Brief: Reproduce the lines below word for word, omitting the pictures.

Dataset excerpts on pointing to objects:
++++

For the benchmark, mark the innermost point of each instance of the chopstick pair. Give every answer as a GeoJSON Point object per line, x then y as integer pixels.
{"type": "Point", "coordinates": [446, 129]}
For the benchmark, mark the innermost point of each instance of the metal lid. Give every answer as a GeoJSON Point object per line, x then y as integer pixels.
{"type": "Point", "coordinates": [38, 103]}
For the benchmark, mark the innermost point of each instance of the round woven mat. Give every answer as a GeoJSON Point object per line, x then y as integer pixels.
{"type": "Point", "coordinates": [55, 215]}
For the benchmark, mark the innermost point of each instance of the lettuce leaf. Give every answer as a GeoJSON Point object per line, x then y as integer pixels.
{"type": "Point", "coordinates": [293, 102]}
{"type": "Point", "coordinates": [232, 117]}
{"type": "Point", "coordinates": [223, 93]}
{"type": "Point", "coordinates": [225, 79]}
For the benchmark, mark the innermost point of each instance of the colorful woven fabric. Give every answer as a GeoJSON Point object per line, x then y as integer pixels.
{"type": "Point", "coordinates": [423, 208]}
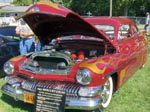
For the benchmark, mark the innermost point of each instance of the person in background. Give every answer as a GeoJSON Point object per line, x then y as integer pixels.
{"type": "Point", "coordinates": [26, 44]}
{"type": "Point", "coordinates": [147, 22]}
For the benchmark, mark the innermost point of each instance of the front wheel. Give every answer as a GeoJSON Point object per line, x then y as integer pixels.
{"type": "Point", "coordinates": [106, 95]}
{"type": "Point", "coordinates": [107, 92]}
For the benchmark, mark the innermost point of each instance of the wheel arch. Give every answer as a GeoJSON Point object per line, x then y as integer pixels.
{"type": "Point", "coordinates": [115, 81]}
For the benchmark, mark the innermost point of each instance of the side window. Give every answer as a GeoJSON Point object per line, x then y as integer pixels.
{"type": "Point", "coordinates": [124, 32]}
{"type": "Point", "coordinates": [108, 29]}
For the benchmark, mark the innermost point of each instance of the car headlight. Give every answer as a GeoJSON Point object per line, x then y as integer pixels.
{"type": "Point", "coordinates": [8, 68]}
{"type": "Point", "coordinates": [90, 91]}
{"type": "Point", "coordinates": [83, 76]}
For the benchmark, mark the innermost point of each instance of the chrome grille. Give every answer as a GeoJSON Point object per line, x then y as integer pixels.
{"type": "Point", "coordinates": [71, 89]}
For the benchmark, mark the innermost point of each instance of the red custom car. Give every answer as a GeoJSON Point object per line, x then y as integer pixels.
{"type": "Point", "coordinates": [85, 60]}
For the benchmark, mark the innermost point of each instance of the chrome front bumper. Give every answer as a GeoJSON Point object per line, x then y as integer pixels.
{"type": "Point", "coordinates": [71, 103]}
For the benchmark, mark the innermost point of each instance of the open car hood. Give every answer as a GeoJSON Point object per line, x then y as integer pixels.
{"type": "Point", "coordinates": [48, 21]}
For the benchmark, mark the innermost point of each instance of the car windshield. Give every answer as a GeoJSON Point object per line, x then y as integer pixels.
{"type": "Point", "coordinates": [108, 29]}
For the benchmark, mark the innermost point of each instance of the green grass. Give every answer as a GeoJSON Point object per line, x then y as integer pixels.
{"type": "Point", "coordinates": [134, 96]}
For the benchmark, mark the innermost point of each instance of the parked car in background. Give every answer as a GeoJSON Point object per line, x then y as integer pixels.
{"type": "Point", "coordinates": [9, 45]}
{"type": "Point", "coordinates": [86, 60]}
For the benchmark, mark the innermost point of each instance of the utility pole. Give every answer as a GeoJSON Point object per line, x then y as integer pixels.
{"type": "Point", "coordinates": [110, 13]}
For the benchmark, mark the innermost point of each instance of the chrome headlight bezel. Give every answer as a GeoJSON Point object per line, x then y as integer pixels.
{"type": "Point", "coordinates": [83, 76]}
{"type": "Point", "coordinates": [8, 68]}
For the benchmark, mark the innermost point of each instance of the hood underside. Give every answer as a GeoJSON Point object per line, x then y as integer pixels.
{"type": "Point", "coordinates": [49, 21]}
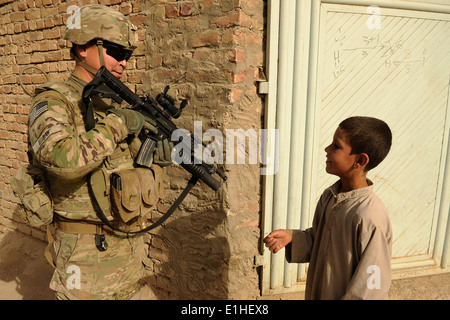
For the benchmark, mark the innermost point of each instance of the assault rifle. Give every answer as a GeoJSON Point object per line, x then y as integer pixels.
{"type": "Point", "coordinates": [106, 85]}
{"type": "Point", "coordinates": [161, 111]}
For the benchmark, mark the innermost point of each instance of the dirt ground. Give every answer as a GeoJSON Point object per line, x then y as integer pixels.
{"type": "Point", "coordinates": [25, 275]}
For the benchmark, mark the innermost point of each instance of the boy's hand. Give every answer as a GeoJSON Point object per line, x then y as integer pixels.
{"type": "Point", "coordinates": [278, 239]}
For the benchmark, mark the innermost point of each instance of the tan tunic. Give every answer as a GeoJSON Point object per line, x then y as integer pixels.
{"type": "Point", "coordinates": [348, 247]}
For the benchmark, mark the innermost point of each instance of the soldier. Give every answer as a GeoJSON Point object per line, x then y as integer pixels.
{"type": "Point", "coordinates": [92, 262]}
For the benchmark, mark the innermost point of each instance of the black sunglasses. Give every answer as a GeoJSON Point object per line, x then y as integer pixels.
{"type": "Point", "coordinates": [116, 51]}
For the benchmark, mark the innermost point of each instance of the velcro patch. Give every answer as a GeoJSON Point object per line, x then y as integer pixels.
{"type": "Point", "coordinates": [39, 109]}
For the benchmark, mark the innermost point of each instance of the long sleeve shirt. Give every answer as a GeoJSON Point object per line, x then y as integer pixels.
{"type": "Point", "coordinates": [348, 246]}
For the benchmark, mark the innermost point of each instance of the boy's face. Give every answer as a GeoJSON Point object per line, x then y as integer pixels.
{"type": "Point", "coordinates": [339, 160]}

++++

Written answer:
For the benchmark, mark the innermost point of each instance of the chopstick pair. Give every answer as a GeoJSON Point object per line, x then y as integer pixels.
{"type": "Point", "coordinates": [446, 129]}
For the benchmark, mark the innermost point of each instance of the metal lid. Give every answer as a GeoJSON Point object per line, x then y as integer pixels.
{"type": "Point", "coordinates": [38, 103]}
For the benchmark, mark the innermost point of each instance of the round woven mat. Give every answer as a GeoJSON Point object per line, x then y as integer pixels.
{"type": "Point", "coordinates": [55, 215]}
For the benchmark, mark the innermost point of each instance of the lettuce leaf. Give every answer as a GeoJSON Point object per line, x then y as integer pixels.
{"type": "Point", "coordinates": [293, 102]}
{"type": "Point", "coordinates": [232, 117]}
{"type": "Point", "coordinates": [223, 93]}
{"type": "Point", "coordinates": [225, 79]}
For the benchmark, mark the innermost point of each instance of the colorful woven fabric. Give every answer as a GeoJSON Point object per line, x then y as integer pixels.
{"type": "Point", "coordinates": [423, 208]}
For the benchmark, mark the innermost point of each instance of the person in background. Give every answer as a GeoJSON Point object per line, x then y as integer pixels.
{"type": "Point", "coordinates": [26, 44]}
{"type": "Point", "coordinates": [147, 22]}
For the benchmark, mark the innermost point of each instance of the front wheel. Give every answer as a GeoJSON Point object per line, x then y as integer pixels.
{"type": "Point", "coordinates": [106, 95]}
{"type": "Point", "coordinates": [107, 92]}
For the benchmark, mark the innermost point of each instance of the wheel arch. Give every answer as a GeoJSON Point object per line, x then y as integer pixels.
{"type": "Point", "coordinates": [115, 81]}
For the benchmark, mark the innermost point of each instance of the side window. Give every answer as a GeoJSON Point object per line, x then y as integer pixels.
{"type": "Point", "coordinates": [124, 32]}
{"type": "Point", "coordinates": [108, 29]}
For the benchmark, mark the innermost point of each instance of the car headlight. Give every answer as a GeoJSON Point object per line, x then y as integer pixels.
{"type": "Point", "coordinates": [8, 68]}
{"type": "Point", "coordinates": [90, 91]}
{"type": "Point", "coordinates": [83, 76]}
For the benchmark, mark the innermost point of each instance of the chrome grille. Give every answer as a GeoJSON Point object per line, x then y as integer pixels.
{"type": "Point", "coordinates": [71, 89]}
For the benchmark, mark the innermost point of each instance of the red custom car. Give every answer as a GeoJSON Point object per line, x then y as integer pixels.
{"type": "Point", "coordinates": [85, 60]}
For the benchmark, mark the innermost point of each instance of the chrome front bumper. Give every answer as a GeoJSON Point object per line, x then y as integer pixels.
{"type": "Point", "coordinates": [71, 103]}
For the benchmark, mark the innermost point of each instance of the open car hood. Give every answer as a GeoJSON Point object per line, x then y as integer pixels.
{"type": "Point", "coordinates": [48, 21]}
For the benchmark, mark the innermost point of each instance of the car windshield. Give every answer as a GeoJSON Point object per line, x then y as integer pixels.
{"type": "Point", "coordinates": [108, 29]}
For the benchmark, mark the innermost point of each instance of the green grass. Give every answer as a GeoJSON Point object per line, x then y as integer pixels.
{"type": "Point", "coordinates": [134, 96]}
For the benchmark, mark the innermost point of each instance of the parked car in background. Give every answer as a GeoJSON Point object per line, x then y as integer pixels.
{"type": "Point", "coordinates": [9, 45]}
{"type": "Point", "coordinates": [86, 60]}
For the benchmark, mark the innermost point of each instance of the utility pole. Give every answer as a GeoJSON Point object per line, x then y as integer pixels.
{"type": "Point", "coordinates": [110, 13]}
For the benchmark, mark the innermost point of each instance of the chrome headlight bezel. Give every answer as a GeoJSON Point object per line, x then y as integer pixels.
{"type": "Point", "coordinates": [83, 76]}
{"type": "Point", "coordinates": [8, 68]}
For the benchmark, mark the innermost point of each instance of the hood underside. Give every answer as a GeoJSON Point object per line, x then y as integer pixels.
{"type": "Point", "coordinates": [49, 21]}
For the benchmark, mark the innermost point of each instance of the assault rifle. Give every answer as a GeoJSON Point object per line, x then y as integer pixels.
{"type": "Point", "coordinates": [106, 85]}
{"type": "Point", "coordinates": [161, 111]}
For the benchmark, mark the innermost point of each instance of the dirt ground. Give every answer as a GeoJSON Point object per line, x then y as integer pixels.
{"type": "Point", "coordinates": [25, 275]}
For the benchmark, mark the innermost point of each instance of the boy's hand. Give every answer as a GeoJSON Point object per line, x then y as integer pixels.
{"type": "Point", "coordinates": [278, 239]}
For the benchmark, mark the innermost point of each instance of the tan tunic. Give every answer as a GeoJSON Point object per line, x then y as integer pixels.
{"type": "Point", "coordinates": [348, 247]}
For the benchmark, mark the innermost point of each instance of the soldier. Give every answer as a GeoJSON Point object per line, x then y as integer pixels.
{"type": "Point", "coordinates": [92, 262]}
For the benchmark, mark the innermost point of each instance of the black sunglasses. Give every answer as a GeoJSON Point object per line, x then y as integer pixels.
{"type": "Point", "coordinates": [116, 51]}
For the benchmark, mark the innermost point of each instance of the velcro patch. Give every answer as a GeoJSON Point object per line, x then y as integer pixels.
{"type": "Point", "coordinates": [39, 109]}
For the benchmark, mark the innermost point of each instance of the long sleeve shirt. Give every answer as a GeoJSON Point object per line, x then y as integer pixels.
{"type": "Point", "coordinates": [348, 246]}
For the benchmark, mark the innermost point of each instance of the boy's face. Give every answer as a GeoJSON Point object per line, x then y as integer pixels.
{"type": "Point", "coordinates": [339, 160]}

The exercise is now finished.